- _Image point annotation entries_:

· · · ·

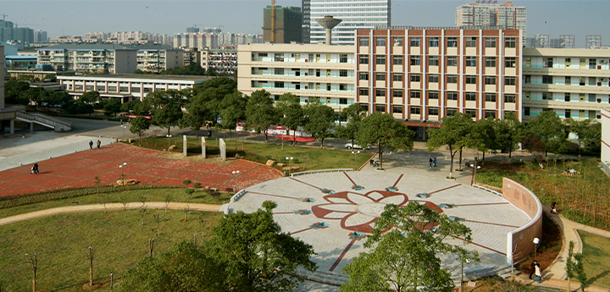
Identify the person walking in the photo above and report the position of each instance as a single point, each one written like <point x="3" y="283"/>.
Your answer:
<point x="538" y="274"/>
<point x="533" y="265"/>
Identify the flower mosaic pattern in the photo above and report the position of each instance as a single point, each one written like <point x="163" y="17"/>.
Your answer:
<point x="357" y="212"/>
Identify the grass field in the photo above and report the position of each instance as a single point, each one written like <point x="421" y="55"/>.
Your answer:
<point x="152" y="195"/>
<point x="596" y="252"/>
<point x="307" y="158"/>
<point x="584" y="198"/>
<point x="61" y="243"/>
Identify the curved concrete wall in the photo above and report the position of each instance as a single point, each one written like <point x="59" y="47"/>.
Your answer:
<point x="520" y="242"/>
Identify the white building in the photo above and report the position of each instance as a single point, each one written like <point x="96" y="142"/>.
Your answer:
<point x="306" y="70"/>
<point x="505" y="15"/>
<point x="572" y="82"/>
<point x="356" y="14"/>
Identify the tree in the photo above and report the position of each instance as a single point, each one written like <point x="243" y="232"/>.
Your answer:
<point x="256" y="255"/>
<point x="291" y="113"/>
<point x="184" y="268"/>
<point x="320" y="119"/>
<point x="551" y="131"/>
<point x="139" y="125"/>
<point x="452" y="133"/>
<point x="354" y="115"/>
<point x="260" y="113"/>
<point x="382" y="130"/>
<point x="405" y="258"/>
<point x="233" y="110"/>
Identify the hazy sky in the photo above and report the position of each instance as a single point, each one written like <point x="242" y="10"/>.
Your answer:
<point x="77" y="17"/>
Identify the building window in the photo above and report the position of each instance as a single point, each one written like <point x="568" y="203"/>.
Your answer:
<point x="471" y="61"/>
<point x="471" y="42"/>
<point x="397" y="60"/>
<point x="415" y="110"/>
<point x="415" y="60"/>
<point x="471" y="79"/>
<point x="452" y="42"/>
<point x="490" y="42"/>
<point x="452" y="61"/>
<point x="490" y="61"/>
<point x="547" y="79"/>
<point x="490" y="80"/>
<point x="379" y="60"/>
<point x="490" y="97"/>
<point x="451" y="95"/>
<point x="364" y="59"/>
<point x="415" y="42"/>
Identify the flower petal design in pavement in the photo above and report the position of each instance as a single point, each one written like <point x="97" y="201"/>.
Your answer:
<point x="357" y="212"/>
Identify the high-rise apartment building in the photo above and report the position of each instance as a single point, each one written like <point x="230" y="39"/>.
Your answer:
<point x="282" y="24"/>
<point x="421" y="74"/>
<point x="574" y="83"/>
<point x="356" y="14"/>
<point x="484" y="13"/>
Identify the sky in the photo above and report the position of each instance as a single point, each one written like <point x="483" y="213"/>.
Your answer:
<point x="77" y="17"/>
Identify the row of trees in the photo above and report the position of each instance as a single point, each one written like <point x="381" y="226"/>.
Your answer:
<point x="247" y="252"/>
<point x="545" y="133"/>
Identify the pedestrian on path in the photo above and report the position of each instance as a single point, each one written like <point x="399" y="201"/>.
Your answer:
<point x="538" y="274"/>
<point x="534" y="263"/>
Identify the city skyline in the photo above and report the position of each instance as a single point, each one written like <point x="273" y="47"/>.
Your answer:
<point x="68" y="17"/>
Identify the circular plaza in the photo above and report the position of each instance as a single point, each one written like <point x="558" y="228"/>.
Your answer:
<point x="335" y="211"/>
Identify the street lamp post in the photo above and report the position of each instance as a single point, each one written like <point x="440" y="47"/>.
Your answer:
<point x="536" y="242"/>
<point x="289" y="159"/>
<point x="355" y="154"/>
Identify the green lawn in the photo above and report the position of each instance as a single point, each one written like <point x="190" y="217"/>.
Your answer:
<point x="152" y="195"/>
<point x="307" y="158"/>
<point x="119" y="240"/>
<point x="596" y="253"/>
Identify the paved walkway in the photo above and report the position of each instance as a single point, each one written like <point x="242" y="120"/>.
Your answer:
<point x="110" y="206"/>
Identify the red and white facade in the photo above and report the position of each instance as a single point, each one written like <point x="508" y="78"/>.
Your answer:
<point x="421" y="74"/>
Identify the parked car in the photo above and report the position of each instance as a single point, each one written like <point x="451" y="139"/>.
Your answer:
<point x="356" y="146"/>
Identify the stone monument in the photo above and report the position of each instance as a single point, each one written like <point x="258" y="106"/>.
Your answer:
<point x="223" y="150"/>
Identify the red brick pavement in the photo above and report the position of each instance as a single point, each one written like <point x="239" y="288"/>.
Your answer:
<point x="80" y="169"/>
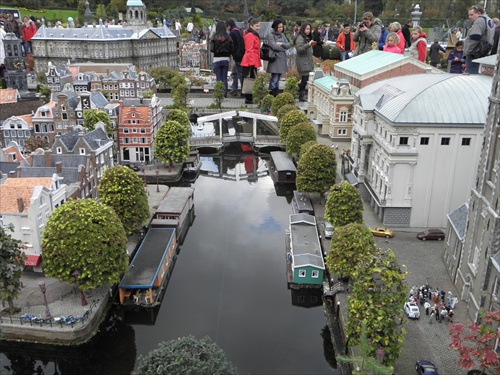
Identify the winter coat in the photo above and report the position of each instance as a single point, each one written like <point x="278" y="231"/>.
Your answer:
<point x="252" y="50"/>
<point x="279" y="65"/>
<point x="364" y="40"/>
<point x="341" y="42"/>
<point x="304" y="59"/>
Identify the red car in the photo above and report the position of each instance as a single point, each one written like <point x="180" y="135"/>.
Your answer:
<point x="431" y="234"/>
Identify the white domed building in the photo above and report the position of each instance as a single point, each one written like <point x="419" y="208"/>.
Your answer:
<point x="416" y="143"/>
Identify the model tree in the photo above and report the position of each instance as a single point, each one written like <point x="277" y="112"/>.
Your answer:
<point x="379" y="292"/>
<point x="93" y="116"/>
<point x="85" y="236"/>
<point x="122" y="190"/>
<point x="479" y="345"/>
<point x="170" y="144"/>
<point x="297" y="136"/>
<point x="316" y="170"/>
<point x="344" y="205"/>
<point x="352" y="246"/>
<point x="186" y="355"/>
<point x="11" y="266"/>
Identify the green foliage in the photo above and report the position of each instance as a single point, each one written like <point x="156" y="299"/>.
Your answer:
<point x="93" y="116"/>
<point x="219" y="94"/>
<point x="281" y="100"/>
<point x="379" y="292"/>
<point x="297" y="136"/>
<point x="316" y="170"/>
<point x="163" y="76"/>
<point x="266" y="102"/>
<point x="11" y="265"/>
<point x="344" y="205"/>
<point x="350" y="247"/>
<point x="284" y="110"/>
<point x="88" y="236"/>
<point x="290" y="119"/>
<point x="170" y="144"/>
<point x="121" y="189"/>
<point x="260" y="87"/>
<point x="292" y="86"/>
<point x="186" y="355"/>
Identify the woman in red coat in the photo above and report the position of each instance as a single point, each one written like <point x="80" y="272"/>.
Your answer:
<point x="251" y="59"/>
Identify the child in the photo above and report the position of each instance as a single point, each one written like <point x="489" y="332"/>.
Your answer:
<point x="392" y="43"/>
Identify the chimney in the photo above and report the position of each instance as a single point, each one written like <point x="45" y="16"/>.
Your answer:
<point x="20" y="204"/>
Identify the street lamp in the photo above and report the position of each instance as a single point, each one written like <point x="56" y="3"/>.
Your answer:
<point x="76" y="274"/>
<point x="41" y="284"/>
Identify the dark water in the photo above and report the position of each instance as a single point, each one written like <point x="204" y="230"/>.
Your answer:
<point x="228" y="283"/>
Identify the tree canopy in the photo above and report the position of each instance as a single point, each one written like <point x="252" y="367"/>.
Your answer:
<point x="170" y="144"/>
<point x="317" y="169"/>
<point x="11" y="265"/>
<point x="121" y="189"/>
<point x="186" y="355"/>
<point x="350" y="247"/>
<point x="344" y="205"/>
<point x="88" y="236"/>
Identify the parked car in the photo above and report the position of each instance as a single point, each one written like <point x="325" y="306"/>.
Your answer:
<point x="412" y="310"/>
<point x="382" y="232"/>
<point x="426" y="368"/>
<point x="431" y="234"/>
<point x="328" y="229"/>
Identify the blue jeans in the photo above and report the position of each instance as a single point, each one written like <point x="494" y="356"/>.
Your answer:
<point x="274" y="82"/>
<point x="220" y="69"/>
<point x="236" y="75"/>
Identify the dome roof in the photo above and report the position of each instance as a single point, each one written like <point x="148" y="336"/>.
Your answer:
<point x="430" y="98"/>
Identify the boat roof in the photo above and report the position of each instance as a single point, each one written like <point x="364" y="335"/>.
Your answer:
<point x="148" y="260"/>
<point x="175" y="200"/>
<point x="282" y="161"/>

· · · ·

- _The problem_:
Only the lines from the one containing "Identify the blue" to the end of the records should be repeated, exactly as they appear.

- _Answer to the problem_:
Identify the blue jeans in the photo above and report the position of each instance as a single point, each one written like <point x="494" y="356"/>.
Your answer:
<point x="274" y="82"/>
<point x="220" y="69"/>
<point x="236" y="75"/>
Identify the dome roof in the photo above and report the position of each instance as a single point, each one written like <point x="148" y="336"/>.
Your answer:
<point x="430" y="98"/>
Identify the boat roof in the photo above and report the position of each instance as a single point, each one written like <point x="364" y="335"/>.
Your answer:
<point x="148" y="260"/>
<point x="175" y="200"/>
<point x="282" y="161"/>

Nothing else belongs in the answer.